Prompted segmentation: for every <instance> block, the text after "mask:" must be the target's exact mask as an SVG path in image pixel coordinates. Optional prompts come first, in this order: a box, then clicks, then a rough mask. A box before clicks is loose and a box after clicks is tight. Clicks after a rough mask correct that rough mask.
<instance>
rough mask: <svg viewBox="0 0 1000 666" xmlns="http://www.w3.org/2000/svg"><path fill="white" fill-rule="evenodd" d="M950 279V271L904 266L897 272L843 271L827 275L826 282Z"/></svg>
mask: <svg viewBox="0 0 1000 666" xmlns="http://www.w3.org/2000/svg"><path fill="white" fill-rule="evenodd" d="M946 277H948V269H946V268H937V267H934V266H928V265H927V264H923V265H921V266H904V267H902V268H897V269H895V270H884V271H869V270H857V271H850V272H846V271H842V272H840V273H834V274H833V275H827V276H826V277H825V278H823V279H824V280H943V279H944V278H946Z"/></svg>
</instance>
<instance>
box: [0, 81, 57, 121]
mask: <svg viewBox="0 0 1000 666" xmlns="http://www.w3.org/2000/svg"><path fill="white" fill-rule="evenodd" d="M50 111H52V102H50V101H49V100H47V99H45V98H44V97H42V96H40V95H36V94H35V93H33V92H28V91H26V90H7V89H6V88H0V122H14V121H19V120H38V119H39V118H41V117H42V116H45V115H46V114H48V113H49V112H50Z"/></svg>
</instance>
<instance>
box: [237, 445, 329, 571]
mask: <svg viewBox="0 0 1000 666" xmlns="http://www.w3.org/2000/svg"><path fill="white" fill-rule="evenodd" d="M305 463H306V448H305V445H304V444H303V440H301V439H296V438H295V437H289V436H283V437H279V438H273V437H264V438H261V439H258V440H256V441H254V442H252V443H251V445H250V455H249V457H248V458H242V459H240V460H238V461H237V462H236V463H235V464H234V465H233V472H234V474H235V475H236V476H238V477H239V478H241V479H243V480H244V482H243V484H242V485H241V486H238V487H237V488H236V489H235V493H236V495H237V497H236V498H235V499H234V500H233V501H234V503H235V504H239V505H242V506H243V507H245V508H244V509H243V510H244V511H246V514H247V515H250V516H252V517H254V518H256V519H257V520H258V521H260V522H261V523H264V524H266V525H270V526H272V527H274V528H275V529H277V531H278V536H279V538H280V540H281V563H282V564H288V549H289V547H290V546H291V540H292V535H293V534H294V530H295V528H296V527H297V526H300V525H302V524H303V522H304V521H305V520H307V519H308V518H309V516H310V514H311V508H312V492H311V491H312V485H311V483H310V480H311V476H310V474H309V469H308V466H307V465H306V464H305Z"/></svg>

⁂

Exercise
Would you print all of the material above exactly as written?

Answer
Prompted segmentation: for every <instance> block, the text after "mask:" must be the target's exact mask as an SVG path in image pixel coordinates. Optional prompts come first, in this order: a box, then clicks, then a rough mask. A box before clicks is loose and a box after clicks is tight. Clicks after a rough mask correct that rough mask.
<instance>
rough mask: <svg viewBox="0 0 1000 666" xmlns="http://www.w3.org/2000/svg"><path fill="white" fill-rule="evenodd" d="M950 279V271L904 266L897 272L843 271L827 275L826 282Z"/></svg>
mask: <svg viewBox="0 0 1000 666" xmlns="http://www.w3.org/2000/svg"><path fill="white" fill-rule="evenodd" d="M946 277H948V269H946V268H937V267H934V266H928V265H927V264H923V265H921V266H904V267H902V268H897V269H895V270H884V271H869V270H857V271H850V272H846V271H842V272H840V273H834V274H833V275H827V276H826V277H825V278H823V279H824V280H943V279H944V278H946Z"/></svg>
</instance>
<instance>
box: [0, 81, 57, 121]
mask: <svg viewBox="0 0 1000 666" xmlns="http://www.w3.org/2000/svg"><path fill="white" fill-rule="evenodd" d="M50 111H52V102H50V101H49V100H47V99H45V98H44V97H42V96H40V95H36V94H35V93H33V92H28V91H26V90H7V89H6V88H0V122H14V121H19V120H38V119H39V118H41V117H42V116H45V115H46V114H48V113H49V112H50Z"/></svg>
</instance>
<instance>
box: [237, 445, 329, 571]
mask: <svg viewBox="0 0 1000 666" xmlns="http://www.w3.org/2000/svg"><path fill="white" fill-rule="evenodd" d="M305 463H306V448H305V445H304V444H303V440H301V439H296V438H295V437H289V436H283V437H279V438H273V437H264V438H261V439H258V440H256V441H254V442H252V443H251V445H250V455H249V457H248V458H242V459H240V460H238V461H237V462H236V463H235V464H234V465H233V472H234V474H235V475H236V476H238V477H239V478H241V479H243V480H244V482H243V484H242V485H241V486H238V487H237V488H236V489H235V493H236V495H237V497H236V498H235V499H234V500H233V501H234V503H235V504H239V505H242V506H243V507H245V508H244V509H243V510H244V511H246V514H247V515H250V516H252V517H254V518H256V519H257V520H258V521H260V522H261V523H264V524H266V525H270V526H272V527H274V528H275V529H277V531H278V536H279V538H280V540H281V563H282V564H288V549H289V547H290V546H291V540H292V535H293V534H294V530H295V528H296V527H297V526H300V525H302V524H303V522H304V521H305V520H307V519H308V518H309V516H310V514H311V508H312V492H311V491H312V485H311V483H310V480H311V476H310V474H309V469H308V466H307V465H306V464H305Z"/></svg>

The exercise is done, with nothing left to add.